An acceptable answer contains each line of the material, unchanged.

TASK INPUTS:
# # # #
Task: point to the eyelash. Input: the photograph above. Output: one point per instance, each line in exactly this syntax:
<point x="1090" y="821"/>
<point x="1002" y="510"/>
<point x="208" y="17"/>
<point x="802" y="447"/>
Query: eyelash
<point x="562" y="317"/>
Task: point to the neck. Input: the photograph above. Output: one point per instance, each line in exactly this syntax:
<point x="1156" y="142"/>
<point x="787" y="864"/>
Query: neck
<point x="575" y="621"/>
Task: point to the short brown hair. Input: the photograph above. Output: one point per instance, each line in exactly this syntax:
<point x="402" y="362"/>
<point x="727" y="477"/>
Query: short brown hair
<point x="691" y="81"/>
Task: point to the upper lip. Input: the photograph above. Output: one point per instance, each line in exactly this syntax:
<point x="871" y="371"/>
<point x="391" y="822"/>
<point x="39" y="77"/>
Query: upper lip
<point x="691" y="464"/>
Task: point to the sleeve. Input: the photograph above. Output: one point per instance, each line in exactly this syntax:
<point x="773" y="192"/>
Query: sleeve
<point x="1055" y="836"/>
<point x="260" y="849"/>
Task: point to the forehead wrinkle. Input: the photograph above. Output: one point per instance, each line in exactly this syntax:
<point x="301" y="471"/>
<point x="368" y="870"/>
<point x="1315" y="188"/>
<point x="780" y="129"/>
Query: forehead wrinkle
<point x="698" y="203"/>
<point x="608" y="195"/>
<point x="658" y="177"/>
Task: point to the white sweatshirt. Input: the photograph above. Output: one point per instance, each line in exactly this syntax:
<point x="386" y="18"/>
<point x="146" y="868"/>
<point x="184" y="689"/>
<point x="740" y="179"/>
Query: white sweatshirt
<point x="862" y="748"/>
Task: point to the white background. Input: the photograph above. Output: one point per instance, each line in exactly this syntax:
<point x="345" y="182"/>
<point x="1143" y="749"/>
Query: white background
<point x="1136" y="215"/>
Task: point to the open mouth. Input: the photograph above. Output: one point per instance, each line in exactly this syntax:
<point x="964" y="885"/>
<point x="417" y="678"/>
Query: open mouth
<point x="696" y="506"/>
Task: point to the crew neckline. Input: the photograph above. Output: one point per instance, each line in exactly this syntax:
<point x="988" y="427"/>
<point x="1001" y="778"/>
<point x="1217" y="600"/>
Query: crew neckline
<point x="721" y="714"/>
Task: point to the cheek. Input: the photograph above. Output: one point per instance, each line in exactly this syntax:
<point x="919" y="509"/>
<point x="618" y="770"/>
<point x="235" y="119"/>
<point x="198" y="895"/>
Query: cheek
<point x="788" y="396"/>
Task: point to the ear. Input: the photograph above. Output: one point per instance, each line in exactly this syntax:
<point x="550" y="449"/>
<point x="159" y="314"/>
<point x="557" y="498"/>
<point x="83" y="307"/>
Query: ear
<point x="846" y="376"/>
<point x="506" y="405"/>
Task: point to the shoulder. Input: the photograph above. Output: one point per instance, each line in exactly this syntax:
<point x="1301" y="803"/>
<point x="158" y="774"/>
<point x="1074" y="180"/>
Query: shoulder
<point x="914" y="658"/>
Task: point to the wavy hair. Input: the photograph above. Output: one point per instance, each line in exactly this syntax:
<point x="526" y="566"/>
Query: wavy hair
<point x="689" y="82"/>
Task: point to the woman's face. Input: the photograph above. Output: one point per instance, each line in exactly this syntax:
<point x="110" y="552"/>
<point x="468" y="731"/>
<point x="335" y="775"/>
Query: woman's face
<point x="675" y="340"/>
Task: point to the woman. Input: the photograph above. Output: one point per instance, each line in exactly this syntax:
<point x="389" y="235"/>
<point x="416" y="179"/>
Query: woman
# # # #
RESPONSE TO THIS EXERCISE:
Task: point to the eyelash. Input: the photograph above. Output: one point per instance, each line in exactly this syntax:
<point x="1090" y="821"/>
<point x="1002" y="510"/>
<point x="208" y="17"/>
<point x="802" y="447"/>
Query: eyelash
<point x="562" y="317"/>
Task: point to the neck. Input: the photograph above. Output: one point per instance, each line in exactly this syntax:
<point x="1156" y="142"/>
<point x="787" y="864"/>
Query: neck
<point x="575" y="621"/>
Task: point to the short brown hair. Input: the photograph above. Output: one point per instance, each line in exactly this syntax:
<point x="402" y="362"/>
<point x="727" y="477"/>
Query: short brown hair
<point x="691" y="81"/>
Task: point to the upper lip. Input: the photograph above. Output: one point per instance, each line in exactly this syntax:
<point x="871" y="371"/>
<point x="391" y="822"/>
<point x="39" y="77"/>
Query: upper lip
<point x="691" y="464"/>
Task: point to the sleeve. Input: the photograph above. Output: one point per instance, each line in exactly this syntax:
<point x="773" y="192"/>
Query: sleeve
<point x="1055" y="836"/>
<point x="260" y="849"/>
Task: point to the forehead wrinkle. Input: the photograph above. Output: one point per instance, each line in exactly this syntax:
<point x="301" y="471"/>
<point x="368" y="870"/>
<point x="1315" y="188"/>
<point x="780" y="129"/>
Query: forehead wrinkle
<point x="698" y="203"/>
<point x="608" y="195"/>
<point x="658" y="177"/>
Task: point to the white sweatshirt. Input: the photograph above. Output: one point per instance, each line in exactly this syntax:
<point x="386" y="18"/>
<point x="146" y="868"/>
<point x="184" y="689"/>
<point x="740" y="179"/>
Query: white sweatshirt
<point x="862" y="748"/>
Task: point to the white background. Input: the photograph above. Output: one point per instance, each line in exactly this syntax:
<point x="345" y="182"/>
<point x="1143" y="749"/>
Query: white background
<point x="1136" y="215"/>
Task: point to the open mouth. Input: the photograph above. Output: one point per instance, each line in exactly this syntax:
<point x="964" y="885"/>
<point x="417" y="678"/>
Query: open mouth
<point x="696" y="506"/>
Task: point to the crew neckline. Input: the photograph above. Output: one point per instance, each line in exactly this syntax:
<point x="988" y="427"/>
<point x="1001" y="778"/>
<point x="1217" y="600"/>
Query: crew neckline
<point x="721" y="714"/>
Task: point to the cheek. Input: the photograph above. Output: one point per instance, each line in exactly this syntax:
<point x="919" y="509"/>
<point x="618" y="770"/>
<point x="235" y="119"/>
<point x="198" y="895"/>
Query: cheek
<point x="788" y="396"/>
Task: point to the ear. Input: the photograph above. Output: one point per instance, each line in exactly this syntax:
<point x="550" y="449"/>
<point x="159" y="314"/>
<point x="557" y="498"/>
<point x="83" y="307"/>
Query: ear
<point x="846" y="376"/>
<point x="506" y="405"/>
Task: point to the shoulder. Input: the photograph above. Output: one point per instance, each line in exactly this syntax:
<point x="1301" y="803"/>
<point x="158" y="774"/>
<point x="1074" y="180"/>
Query: shoulder
<point x="914" y="658"/>
Task: point to the wavy hair. Input: the photograph above. Output: one point per instance, each line in exactly this syntax:
<point x="526" y="566"/>
Query: wavy hair
<point x="689" y="82"/>
Task: point to the woman's face. Input: the photograph above. Output: one point per instance, each line in exactly this syntax:
<point x="110" y="552"/>
<point x="468" y="731"/>
<point x="335" y="775"/>
Query: woman's face
<point x="675" y="340"/>
Task: point to the woman. Input: the photograph above. Output: one point per instance, each line in exactly this syntax:
<point x="389" y="235"/>
<point x="416" y="179"/>
Query: woman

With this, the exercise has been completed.